• The exercise: Rewrite the data below with "A sample in the expected format" changed to "An illustration of the required format" everywhere it occurs, keeping everything else the same. Omit the pictures from your answer.

• Data to process:
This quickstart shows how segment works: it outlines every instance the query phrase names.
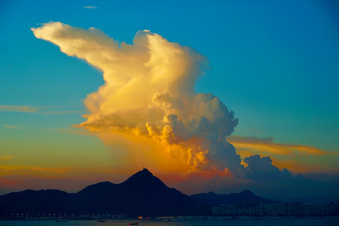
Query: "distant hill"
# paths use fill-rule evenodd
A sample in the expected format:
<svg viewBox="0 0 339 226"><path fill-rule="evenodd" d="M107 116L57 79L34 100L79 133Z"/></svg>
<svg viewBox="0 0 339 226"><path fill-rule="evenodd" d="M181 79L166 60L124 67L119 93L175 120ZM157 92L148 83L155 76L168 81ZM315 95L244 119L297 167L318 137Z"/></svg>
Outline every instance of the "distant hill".
<svg viewBox="0 0 339 226"><path fill-rule="evenodd" d="M210 191L208 193L193 194L190 197L201 203L213 205L232 204L241 201L257 201L258 203L262 202L264 203L277 202L256 196L248 190L240 193L231 193L230 194L217 194Z"/></svg>
<svg viewBox="0 0 339 226"><path fill-rule="evenodd" d="M77 193L57 190L27 190L0 196L0 215L12 213L142 215L204 215L212 206L167 187L146 169L124 182L102 182Z"/></svg>

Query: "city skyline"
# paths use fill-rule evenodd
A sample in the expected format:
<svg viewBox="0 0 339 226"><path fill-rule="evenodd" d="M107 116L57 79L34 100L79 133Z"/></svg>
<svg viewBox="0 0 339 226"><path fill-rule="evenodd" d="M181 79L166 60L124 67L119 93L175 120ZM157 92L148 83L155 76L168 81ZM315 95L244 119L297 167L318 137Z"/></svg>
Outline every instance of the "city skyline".
<svg viewBox="0 0 339 226"><path fill-rule="evenodd" d="M0 195L337 197L335 1L1 4Z"/></svg>

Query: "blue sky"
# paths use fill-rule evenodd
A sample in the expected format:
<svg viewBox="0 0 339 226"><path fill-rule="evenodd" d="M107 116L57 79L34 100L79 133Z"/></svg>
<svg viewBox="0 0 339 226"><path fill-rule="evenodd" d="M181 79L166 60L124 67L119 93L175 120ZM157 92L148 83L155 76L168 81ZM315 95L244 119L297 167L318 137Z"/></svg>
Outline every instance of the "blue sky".
<svg viewBox="0 0 339 226"><path fill-rule="evenodd" d="M2 1L0 157L11 157L0 164L57 167L57 163L44 161L68 153L73 158L84 154L84 160L94 158L114 166L107 157L112 148L95 136L71 127L84 121L81 116L88 111L83 100L104 84L102 72L37 38L30 29L59 21L85 29L95 27L128 44L138 30L147 29L191 47L210 62L210 69L197 81L196 91L212 94L234 111L239 121L232 136L272 138L277 145L304 146L331 153L307 154L303 160L296 157L317 169L290 169L296 175L338 172L339 4L211 1ZM85 7L89 6L94 7ZM27 112L8 107L15 106L34 110ZM27 153L36 160L23 159ZM39 161L37 156L43 157ZM281 170L283 160L293 160L283 155L271 158ZM67 164L63 167L71 167ZM13 177L20 177L16 173L0 176L20 181ZM112 181L118 178L110 177ZM336 177L331 183L337 182ZM28 188L25 186L4 190Z"/></svg>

• Solution to this exercise:
This quickstart shows how segment works: it outlines every instance the query phrase names.
Query: "distant hill"
# paths use fill-rule evenodd
An illustration of the required format:
<svg viewBox="0 0 339 226"><path fill-rule="evenodd" d="M107 116L57 79L34 100L79 133Z"/></svg>
<svg viewBox="0 0 339 226"><path fill-rule="evenodd" d="M181 79L166 60L124 67L119 93L175 120ZM157 92L148 83L155 76L168 81ZM315 95L244 119L297 167L318 137Z"/></svg>
Outline every instance of the "distant hill".
<svg viewBox="0 0 339 226"><path fill-rule="evenodd" d="M210 191L208 193L193 194L190 197L201 203L213 205L232 204L241 201L257 201L258 203L262 202L264 203L277 202L256 196L248 190L240 193L231 193L230 194L217 194Z"/></svg>
<svg viewBox="0 0 339 226"><path fill-rule="evenodd" d="M77 193L57 190L27 190L0 196L0 215L12 213L142 215L204 215L212 206L167 187L146 169L124 182L102 182Z"/></svg>

Query: "city skyline"
# paths use fill-rule evenodd
An illustration of the required format:
<svg viewBox="0 0 339 226"><path fill-rule="evenodd" d="M107 116L57 79L34 100L79 133Z"/></svg>
<svg viewBox="0 0 339 226"><path fill-rule="evenodd" d="M181 79L166 60L124 67L119 93L175 120ZM157 92L148 83L155 76L168 81ZM315 95L244 119L297 167L318 137Z"/></svg>
Outline every instance of the "city skyline".
<svg viewBox="0 0 339 226"><path fill-rule="evenodd" d="M0 195L337 197L335 1L1 4Z"/></svg>

Query: "blue sky"
# paths use fill-rule evenodd
An illustration of the required format:
<svg viewBox="0 0 339 226"><path fill-rule="evenodd" d="M107 116L57 79L34 100L79 133Z"/></svg>
<svg viewBox="0 0 339 226"><path fill-rule="evenodd" d="M181 79L166 60L124 67L119 93L175 120ZM157 92L148 83L155 76L168 81ZM315 95L244 119L297 167L318 137Z"/></svg>
Outline every instance of the "blue sky".
<svg viewBox="0 0 339 226"><path fill-rule="evenodd" d="M2 1L0 157L11 157L0 164L57 167L57 163L44 161L68 153L73 158L84 154L84 160L94 158L114 166L107 157L112 148L95 136L71 127L84 121L81 116L88 111L83 100L104 84L102 72L37 38L30 29L59 21L85 29L95 27L128 44L138 30L147 29L191 47L210 62L210 69L197 81L196 91L212 94L234 111L239 121L232 136L272 138L277 145L304 146L331 153L307 154L303 160L296 157L317 169L290 169L296 175L338 172L339 4L211 1ZM85 7L89 6L94 7ZM27 112L8 107L15 106L34 110ZM27 153L36 160L23 159ZM39 161L37 156L43 157ZM281 170L283 160L293 160L283 155L271 158ZM67 164L63 167L71 167ZM13 177L20 177L16 173L0 176L20 181ZM112 181L118 178L110 177ZM336 177L331 183L337 182ZM28 188L25 186L4 190Z"/></svg>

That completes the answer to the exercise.